(Beginning of Dataset records)
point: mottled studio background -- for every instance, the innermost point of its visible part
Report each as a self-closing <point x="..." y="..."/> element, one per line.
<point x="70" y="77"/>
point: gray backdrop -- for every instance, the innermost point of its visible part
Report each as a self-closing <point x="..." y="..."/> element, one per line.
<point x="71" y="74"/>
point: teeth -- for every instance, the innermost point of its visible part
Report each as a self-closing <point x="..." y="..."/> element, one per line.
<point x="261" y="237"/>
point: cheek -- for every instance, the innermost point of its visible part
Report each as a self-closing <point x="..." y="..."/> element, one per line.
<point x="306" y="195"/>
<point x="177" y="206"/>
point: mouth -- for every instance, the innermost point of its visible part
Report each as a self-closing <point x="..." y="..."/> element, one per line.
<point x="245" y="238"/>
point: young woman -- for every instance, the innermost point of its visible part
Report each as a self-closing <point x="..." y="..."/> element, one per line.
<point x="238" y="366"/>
(End of Dataset records)
(Beginning of Dataset records)
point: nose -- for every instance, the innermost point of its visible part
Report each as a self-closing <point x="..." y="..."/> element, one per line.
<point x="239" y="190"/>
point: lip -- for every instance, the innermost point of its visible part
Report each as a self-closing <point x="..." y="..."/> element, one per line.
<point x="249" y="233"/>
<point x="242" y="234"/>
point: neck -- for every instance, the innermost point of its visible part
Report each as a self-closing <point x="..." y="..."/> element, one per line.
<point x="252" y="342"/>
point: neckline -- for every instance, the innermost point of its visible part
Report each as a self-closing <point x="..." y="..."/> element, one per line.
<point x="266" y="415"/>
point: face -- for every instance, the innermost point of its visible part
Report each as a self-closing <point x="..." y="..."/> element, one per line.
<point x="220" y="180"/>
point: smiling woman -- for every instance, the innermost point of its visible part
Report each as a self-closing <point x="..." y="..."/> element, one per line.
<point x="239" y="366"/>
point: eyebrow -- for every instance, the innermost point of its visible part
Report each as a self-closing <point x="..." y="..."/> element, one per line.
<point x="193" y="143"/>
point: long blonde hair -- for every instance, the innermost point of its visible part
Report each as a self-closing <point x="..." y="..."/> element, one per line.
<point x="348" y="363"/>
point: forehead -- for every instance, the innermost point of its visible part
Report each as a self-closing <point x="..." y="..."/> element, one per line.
(End of Dataset records)
_What the exercise asks_:
Of all the entries above, retype exactly the lines from the line with "point: mottled studio" to the line with "point: gray backdrop", both included, and no others.

_Finished exercise_:
point: mottled studio background -- for every instance, the innermost point of its visible part
Report each as a self-closing <point x="..." y="..."/> element, one per line.
<point x="70" y="77"/>
point: gray backdrop -- for every instance, the innermost point of its visible part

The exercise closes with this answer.